[Passage shown]
For Local Governments
Designing a Water Trail Access Site
Most water trail access sites in northeastern Illinois are on publicly owned property held by recreation providers. These include forest preserve and conservation districts, park districts, municipalities, counties, and other local, state, and federal agencies. Forest preserves and conservation district’s holdings include numerous riparian greenways that lend themselves to water-based recreational uses. Locating access sites on land owned by recreation providers is also advantageous in that the landowner is already prepared and insured for recreational use.
Most paddlers prefer more naturalistic, less engineered access site facilities. Developing a launch site may be as simple as placing a sign identifying the site. Other sites may require some construction, such as a path to the water that is wide, flat, and hard enough to carry boats without difficulty. In many cases, a stable bank is all that is needed to provide an adequate launch site for paddlers. At locations with higher river banks, stairs or a path of a reasonable grade may be required. Launch sites may require protection for the riverbank such as geo-textile grid or other methods of bank stabilization; riverbank, ramp or dock materials that do not damage the boats; and devices that protect users from injury such as railings, fences, and lighting. Good information at the site, including the path the trail follows, interesting features, potential safety hazards, and what to expect at the destination are also of great value to non-motorized watercraft users.

[Information supplied]
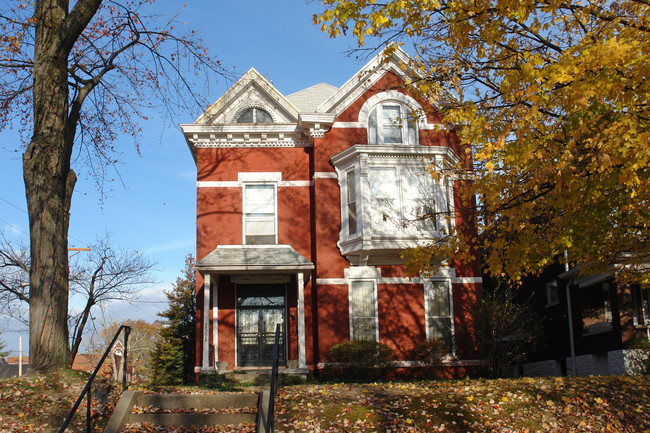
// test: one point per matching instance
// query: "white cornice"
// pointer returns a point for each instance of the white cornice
(384, 150)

[What you need to do]
1. According to the water trail access passage, what is often the only thing needed to provide an adequate launch site for paddlers?
2. Using the water trail access passage, explain why locating access sites on land owned by recreation providers is advantageous.
3. Pick up the water trail access passage after its final sentence and continue it.

[Answers to the tasks]
1. A stable bank.

2. It is advantageous because the landowner is already prepared and insured for recreational use.

3.
Canoes and Other Open Boats: Open boats require the least launch site construction. Natural riverbanks, decks, bulkheads and docks are all sufficient if they are no more than two to three feet above the water or low enough to drop a boat in the water and easily step down into it.
Kayaks and Decked Boats: Boats that are decked, such as kayaks and decked canoes, require a launch site where the paddler can stabilize the boat by holding it or by placing a paddle across the cockpit and the dock, riverbank or wall. Once the paddler is sitting in the boat, these craft can be very stable. However, stepping down into, standing in the boat and then getting seated from a wall, riverbank or dock higher than the deck of the floating boat is more difficult than in a canoe. Standing up and stepping out of a decked boat by a high riverbank, wall or dock can be far more difficult, if not impossible.
Resources are available that provide design guidelines and other considerations for launch site development. The National Park service has developed a launch design guide entitled “Prepare to Launch” for non-motorized water crafts.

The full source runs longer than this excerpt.